Parts of the exercise
• 1. Answer these questions using the sermon excerpt on living in Christ, one line each:
(a) Which chapter of John does Turnbull say "thrilled with new life"?
(b) As what kind of Savior had Turnbull formerly looked upon Christ?
(c) According to the speaker, why is the world's state called unreality?
• 2. Carry the sermon excerpt on living in Christ forward from its final sentence, keeping the speaker's voice.

━━ Extract provided ━━

No. You have to live in the only reality that you can live. Because it’s a mistake to say, “Well, yes, yes, yes. I have to live in the reality of it instead of the unreality of this.” No! Why we call that unreality is it doesn’t exist. There is no place where Christ is not.
There is no hiding place for us. That’s why Jesus and the prophets talked about the world being in the thrall of deception and a lie. It’s not that the world is in some alternative reality – it is in total unreality. There is only one reality, us in Christ. That’s where we are.
That’s where we’re breathing. That’s why our heart is beating and why our blood is running through our veins. It is because we are in Christ at this moment. But we keep on kind of stepping aside and pretending that we’re in some other place here. Then we’re trying to think ourselves into this reality. No, there is only one reality and that’s what he’s saying.
Turnbull goes on: “How the 15th Chapter of John thrilled with new life, as I read it now! (Abide in me as the vine and the branches.) And Ephesians 3:14-21, and Galatians 2:20, and Philippians 1:21.”
“What I mean is this: I had always known that Christ was my Savior; but I had looked upon him as an external Savior, one who did a saving work for me from outside, as it were; one who was ready to come close alongside and stay by me, helping me in all I needed, giving me power, and strength, and salvation.”
“But now I knew something better than that. At last I realized that Jesus Christ was actually and
literally within me; and even more than that, that he had constituted himself my very life.”
I don’t know if you can catch that: “He had constituted himself my very life.” That the old life that was crucified before the foundation of the world, which I of course had been expressing through some of the years of my life here on earth — that old life — that was destroyed utterly.
Christ constituted himself my life. That is, he rose up from the dead even before the world was made, and constituted himself my life. And of course, we are all known, I Ernest O’Neill, you Marty Overby, you Joe, you Trish, you’re all known by human beings as if that is your life. That isn’t. That is Christ’s constituted life that goes under your name. He constituted himself my life.
Turnbull continues: “Taking me into union with himself — my body, mind, spirit — while I still had my own identity and free will and full moral responsibility.”
“Was not this better than having him as a helper, or even than having him as an external Savior, to have him, Jesus Christ, the Son of God as my own very life?”

━━━
━━ Supplied information ━━

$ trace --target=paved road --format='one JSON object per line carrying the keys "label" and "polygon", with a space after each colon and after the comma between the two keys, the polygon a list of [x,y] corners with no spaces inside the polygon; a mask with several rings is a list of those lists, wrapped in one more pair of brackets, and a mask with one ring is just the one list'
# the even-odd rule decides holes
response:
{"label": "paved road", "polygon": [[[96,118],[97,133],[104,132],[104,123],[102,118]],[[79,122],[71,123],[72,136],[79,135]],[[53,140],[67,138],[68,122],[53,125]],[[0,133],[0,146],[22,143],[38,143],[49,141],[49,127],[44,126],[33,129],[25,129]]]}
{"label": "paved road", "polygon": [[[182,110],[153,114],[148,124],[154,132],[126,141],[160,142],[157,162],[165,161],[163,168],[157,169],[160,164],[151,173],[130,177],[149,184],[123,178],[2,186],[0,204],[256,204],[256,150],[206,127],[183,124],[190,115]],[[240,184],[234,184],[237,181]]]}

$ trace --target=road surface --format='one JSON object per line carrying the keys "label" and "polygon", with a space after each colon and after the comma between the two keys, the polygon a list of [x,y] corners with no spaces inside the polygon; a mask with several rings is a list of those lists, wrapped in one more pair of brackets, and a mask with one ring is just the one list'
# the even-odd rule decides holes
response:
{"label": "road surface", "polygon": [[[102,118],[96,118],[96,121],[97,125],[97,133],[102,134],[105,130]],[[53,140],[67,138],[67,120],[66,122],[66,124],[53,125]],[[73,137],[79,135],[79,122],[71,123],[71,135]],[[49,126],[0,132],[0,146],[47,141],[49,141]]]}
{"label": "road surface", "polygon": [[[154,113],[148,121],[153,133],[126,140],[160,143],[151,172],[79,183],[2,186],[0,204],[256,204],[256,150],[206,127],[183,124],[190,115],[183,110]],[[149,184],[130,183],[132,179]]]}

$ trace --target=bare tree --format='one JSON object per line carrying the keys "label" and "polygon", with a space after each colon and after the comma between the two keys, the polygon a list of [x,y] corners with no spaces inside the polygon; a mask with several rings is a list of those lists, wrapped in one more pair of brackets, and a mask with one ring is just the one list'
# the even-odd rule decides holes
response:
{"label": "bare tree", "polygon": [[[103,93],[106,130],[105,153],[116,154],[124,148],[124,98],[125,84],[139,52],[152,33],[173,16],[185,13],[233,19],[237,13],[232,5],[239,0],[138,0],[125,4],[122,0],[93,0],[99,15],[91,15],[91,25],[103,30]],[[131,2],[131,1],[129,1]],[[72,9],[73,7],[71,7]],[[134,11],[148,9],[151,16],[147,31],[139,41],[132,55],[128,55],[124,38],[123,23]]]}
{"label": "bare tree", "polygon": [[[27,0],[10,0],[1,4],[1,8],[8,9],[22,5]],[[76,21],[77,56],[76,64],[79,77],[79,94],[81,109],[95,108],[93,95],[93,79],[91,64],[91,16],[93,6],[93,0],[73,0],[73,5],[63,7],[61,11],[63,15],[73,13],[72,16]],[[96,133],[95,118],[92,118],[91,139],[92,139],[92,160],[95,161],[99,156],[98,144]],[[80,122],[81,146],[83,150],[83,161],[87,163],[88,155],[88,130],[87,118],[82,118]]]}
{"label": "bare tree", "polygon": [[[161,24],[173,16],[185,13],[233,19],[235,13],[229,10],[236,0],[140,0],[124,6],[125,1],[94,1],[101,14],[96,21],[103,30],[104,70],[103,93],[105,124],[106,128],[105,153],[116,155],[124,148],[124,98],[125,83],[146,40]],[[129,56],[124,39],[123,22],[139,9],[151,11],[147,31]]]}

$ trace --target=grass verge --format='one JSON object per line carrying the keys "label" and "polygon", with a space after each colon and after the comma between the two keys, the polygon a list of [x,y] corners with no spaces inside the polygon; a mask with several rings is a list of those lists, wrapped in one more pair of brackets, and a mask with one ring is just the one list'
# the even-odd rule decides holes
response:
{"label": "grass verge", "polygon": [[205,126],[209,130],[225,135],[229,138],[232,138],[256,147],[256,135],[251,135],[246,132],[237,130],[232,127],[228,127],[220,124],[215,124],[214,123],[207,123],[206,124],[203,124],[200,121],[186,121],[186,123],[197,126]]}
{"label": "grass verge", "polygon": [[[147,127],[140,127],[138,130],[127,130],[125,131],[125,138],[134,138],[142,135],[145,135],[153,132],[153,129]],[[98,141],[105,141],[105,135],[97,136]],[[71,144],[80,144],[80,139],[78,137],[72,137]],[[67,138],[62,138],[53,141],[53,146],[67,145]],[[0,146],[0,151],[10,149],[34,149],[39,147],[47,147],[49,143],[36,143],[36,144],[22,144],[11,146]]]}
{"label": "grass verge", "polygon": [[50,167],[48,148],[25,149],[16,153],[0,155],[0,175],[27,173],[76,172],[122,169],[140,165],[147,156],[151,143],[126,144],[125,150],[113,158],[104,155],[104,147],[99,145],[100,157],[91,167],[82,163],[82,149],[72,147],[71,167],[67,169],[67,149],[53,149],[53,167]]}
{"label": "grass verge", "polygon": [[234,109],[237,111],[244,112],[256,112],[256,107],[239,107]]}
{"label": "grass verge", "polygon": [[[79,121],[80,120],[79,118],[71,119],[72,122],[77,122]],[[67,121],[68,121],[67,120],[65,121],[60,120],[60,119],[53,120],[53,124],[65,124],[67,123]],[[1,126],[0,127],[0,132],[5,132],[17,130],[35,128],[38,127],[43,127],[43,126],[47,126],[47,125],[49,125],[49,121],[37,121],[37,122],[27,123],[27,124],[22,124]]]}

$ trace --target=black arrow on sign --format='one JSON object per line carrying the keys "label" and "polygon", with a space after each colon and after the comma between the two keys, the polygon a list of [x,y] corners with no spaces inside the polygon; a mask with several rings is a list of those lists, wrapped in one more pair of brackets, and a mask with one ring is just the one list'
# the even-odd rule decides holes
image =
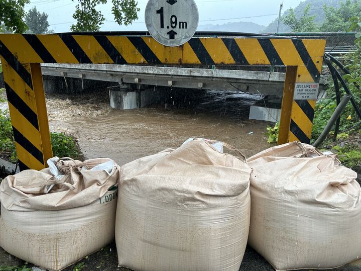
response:
{"label": "black arrow on sign", "polygon": [[174,40],[174,36],[177,35],[177,32],[175,31],[173,31],[173,30],[171,30],[168,33],[167,33],[167,35],[169,35],[169,39],[170,40]]}
{"label": "black arrow on sign", "polygon": [[167,3],[170,5],[172,5],[177,3],[177,0],[167,0]]}

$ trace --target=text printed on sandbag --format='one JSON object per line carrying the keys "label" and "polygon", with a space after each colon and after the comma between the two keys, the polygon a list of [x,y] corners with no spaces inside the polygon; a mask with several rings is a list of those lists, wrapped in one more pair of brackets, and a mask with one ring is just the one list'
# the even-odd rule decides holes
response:
{"label": "text printed on sandbag", "polygon": [[113,192],[111,194],[106,195],[102,198],[99,198],[99,203],[101,204],[103,203],[106,203],[110,201],[115,200],[118,197],[118,192]]}

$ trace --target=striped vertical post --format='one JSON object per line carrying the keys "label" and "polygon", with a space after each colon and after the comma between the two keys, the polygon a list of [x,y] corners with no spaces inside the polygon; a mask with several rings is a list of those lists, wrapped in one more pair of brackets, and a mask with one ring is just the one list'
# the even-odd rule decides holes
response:
{"label": "striped vertical post", "polygon": [[[151,37],[101,33],[0,34],[0,57],[21,168],[44,167],[52,154],[40,63],[283,66],[289,71],[293,69],[294,73],[292,75],[295,78],[286,78],[289,85],[318,82],[325,44],[321,40],[192,38],[181,46],[170,47]],[[315,101],[291,96],[284,97],[279,143],[309,143]]]}

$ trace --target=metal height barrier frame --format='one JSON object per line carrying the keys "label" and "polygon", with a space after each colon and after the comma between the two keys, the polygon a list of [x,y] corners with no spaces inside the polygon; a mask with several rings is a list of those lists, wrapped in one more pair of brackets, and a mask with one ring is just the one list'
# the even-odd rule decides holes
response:
{"label": "metal height barrier frame", "polygon": [[318,83],[326,41],[192,38],[175,47],[150,37],[0,34],[0,58],[21,170],[53,155],[40,63],[286,66],[279,144],[309,143],[316,101],[294,100],[296,83]]}

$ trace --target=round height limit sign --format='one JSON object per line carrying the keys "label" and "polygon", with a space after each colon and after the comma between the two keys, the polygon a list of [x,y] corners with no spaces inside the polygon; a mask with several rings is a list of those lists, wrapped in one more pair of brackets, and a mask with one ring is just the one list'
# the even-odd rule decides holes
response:
{"label": "round height limit sign", "polygon": [[166,46],[184,44],[194,35],[198,23],[193,0],[150,0],[145,12],[148,31]]}

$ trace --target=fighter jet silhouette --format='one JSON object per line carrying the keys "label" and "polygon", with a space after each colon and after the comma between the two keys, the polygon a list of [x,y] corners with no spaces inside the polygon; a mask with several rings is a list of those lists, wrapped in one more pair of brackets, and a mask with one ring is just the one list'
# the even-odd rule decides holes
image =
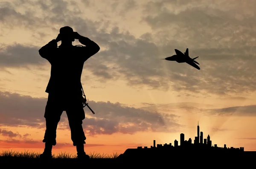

━━━

Exercise results
• 1.
(a) The 15th Chapter of John.
(b) As an external Savior, one who did a saving work from outside.
(c) Because it does not exist.

• 2.
“It meant that I never needed again to ask him to help me as though he was one and I another, but rather simply to do his work, his will, in me, and with me, and through me. My body was his, my mind his, my will his, my spirit his; and not merely his, but literally part of his; what he asked me to recognize was: ‘I have been crucified with Christ and it was no longer I that live, but Christ that liveth in me.’”
“Jesus Christ had constituted himself my life — not as a figure of speech, remember, but as a literal, actual fact, as literal as the fact that a certain tree has been made into this desk on which my hand rests. For ‘your bodies are members of Christ’ and ‘ye are the body of Christ.’”
Of course what I saw more and more clearly is that Christ here in me experiences great strain when I do not live in him, or allow him to be himself in me, or when I do not allow him to rest in his Father the way it is his nature to do.
When I do not allow him to trust and rejoice in his Father every second in the way it is his nature to do, he experiences strain and pain within me. In that sense he bears my sin and bears my apartness from him. I saw his peace is ours every moment you and I allow Christ to dwell in his peace. Or, we cause him strain. And of course, we are aware of the strain ourselves. But I saw that Christ is in constant peace with his Father. Constant rest and constant joy with his Father. And that’s his whole attitude and nature in us.
But somehow we take to ourselves Sheila Miller, or we take to ourselves Greg Leitschuh {people present at Rev. O’Neill’s talk} — this burdensome creature that was destroyed before the foundation of the world. But we somehow take this heavy creature upon us and that’s what we’re most aware of. We’re bearing that heavy creature through every one of its trials and all its difficulties.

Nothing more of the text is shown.